| What to work on |
Transcribe the data. Leave out nothing.
(Available data)
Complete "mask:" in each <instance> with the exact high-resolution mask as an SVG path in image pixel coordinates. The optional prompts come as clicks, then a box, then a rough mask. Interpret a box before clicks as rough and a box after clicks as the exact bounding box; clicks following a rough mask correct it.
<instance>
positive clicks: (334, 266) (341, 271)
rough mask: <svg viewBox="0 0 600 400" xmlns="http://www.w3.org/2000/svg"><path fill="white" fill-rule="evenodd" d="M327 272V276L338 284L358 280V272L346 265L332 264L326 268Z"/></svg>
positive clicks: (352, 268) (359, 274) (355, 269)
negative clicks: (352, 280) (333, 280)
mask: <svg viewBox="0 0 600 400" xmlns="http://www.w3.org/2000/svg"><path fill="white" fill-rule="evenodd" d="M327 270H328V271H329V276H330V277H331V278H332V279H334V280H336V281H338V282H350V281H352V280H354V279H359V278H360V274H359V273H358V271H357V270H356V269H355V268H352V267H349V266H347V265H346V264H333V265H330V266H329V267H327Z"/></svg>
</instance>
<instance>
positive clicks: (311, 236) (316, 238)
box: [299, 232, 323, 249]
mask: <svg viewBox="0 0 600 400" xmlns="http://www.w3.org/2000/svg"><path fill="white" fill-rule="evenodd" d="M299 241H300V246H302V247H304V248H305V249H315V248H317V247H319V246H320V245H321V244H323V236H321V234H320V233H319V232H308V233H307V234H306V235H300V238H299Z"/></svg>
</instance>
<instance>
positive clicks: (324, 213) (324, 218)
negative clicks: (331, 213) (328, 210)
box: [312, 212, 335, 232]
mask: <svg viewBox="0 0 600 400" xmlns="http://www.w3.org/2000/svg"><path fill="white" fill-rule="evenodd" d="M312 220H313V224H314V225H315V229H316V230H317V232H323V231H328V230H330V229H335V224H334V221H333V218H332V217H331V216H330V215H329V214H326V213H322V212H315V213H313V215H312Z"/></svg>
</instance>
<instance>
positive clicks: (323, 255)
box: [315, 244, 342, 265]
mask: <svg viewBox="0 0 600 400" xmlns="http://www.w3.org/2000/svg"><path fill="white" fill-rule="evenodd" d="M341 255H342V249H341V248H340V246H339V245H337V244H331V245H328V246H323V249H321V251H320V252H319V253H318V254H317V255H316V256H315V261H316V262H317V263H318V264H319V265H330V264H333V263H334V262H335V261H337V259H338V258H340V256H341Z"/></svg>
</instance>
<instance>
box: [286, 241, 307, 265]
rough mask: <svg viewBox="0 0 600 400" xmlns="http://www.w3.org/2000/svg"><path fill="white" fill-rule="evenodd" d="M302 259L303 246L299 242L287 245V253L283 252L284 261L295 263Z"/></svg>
(End Available data)
| Written response |
Complete "mask:" in each <instance> with the exact high-resolution mask as an SVG path in image pixel coordinates. The optional prompts come as clicks, then a box, then a rough mask. Interpret a box before clicks as rough and a box after clicks as the exact bounding box; clicks following a rough mask correct it.
<instance>
positive clicks: (334, 266) (341, 271)
rough mask: <svg viewBox="0 0 600 400" xmlns="http://www.w3.org/2000/svg"><path fill="white" fill-rule="evenodd" d="M327 272V276L338 284L358 280V272L346 265L332 264L326 268Z"/></svg>
positive clicks: (352, 268) (359, 274) (355, 269)
negative clicks: (352, 280) (333, 280)
mask: <svg viewBox="0 0 600 400" xmlns="http://www.w3.org/2000/svg"><path fill="white" fill-rule="evenodd" d="M327 270H328V271H329V276H330V277H331V278H332V279H334V280H336V281H338V282H350V281H352V280H354V279H359V278H360V274H359V273H358V271H357V270H356V269H355V268H352V267H349V266H347V265H346V264H333V265H330V266H329V267H327Z"/></svg>
</instance>
<instance>
positive clicks: (311, 236) (316, 238)
box: [299, 232, 323, 249]
mask: <svg viewBox="0 0 600 400" xmlns="http://www.w3.org/2000/svg"><path fill="white" fill-rule="evenodd" d="M299 241H300V246H302V247H304V248H305V249H315V248H317V247H319V246H320V245H321V244H323V236H321V234H320V233H319V232H308V233H307V234H306V235H300V238H299Z"/></svg>
</instance>
<instance>
positive clicks: (324, 213) (324, 218)
negative clicks: (331, 213) (328, 210)
box: [312, 212, 335, 232]
mask: <svg viewBox="0 0 600 400" xmlns="http://www.w3.org/2000/svg"><path fill="white" fill-rule="evenodd" d="M312 220H313V224H314V225H315V229H316V230H317V232H323V231H328V230H330V229H335V224H334V221H333V218H332V217H331V216H330V215H329V214H326V213H322V212H315V213H313V215H312Z"/></svg>
</instance>
<instance>
positive clicks: (323, 255)
box: [315, 244, 342, 265]
mask: <svg viewBox="0 0 600 400" xmlns="http://www.w3.org/2000/svg"><path fill="white" fill-rule="evenodd" d="M341 255H342V249H341V248H340V246H339V245H337V244H331V245H328V246H323V249H321V251H320V252H319V253H318V254H317V255H316V256H315V261H316V262H317V263H318V264H319V265H330V264H333V263H334V262H335V261H337V259H338V258H340V256H341Z"/></svg>
</instance>
<instance>
box: [286, 241, 307, 265]
rough mask: <svg viewBox="0 0 600 400" xmlns="http://www.w3.org/2000/svg"><path fill="white" fill-rule="evenodd" d="M302 259L303 246L299 242L287 245V253L283 252L284 261L295 263Z"/></svg>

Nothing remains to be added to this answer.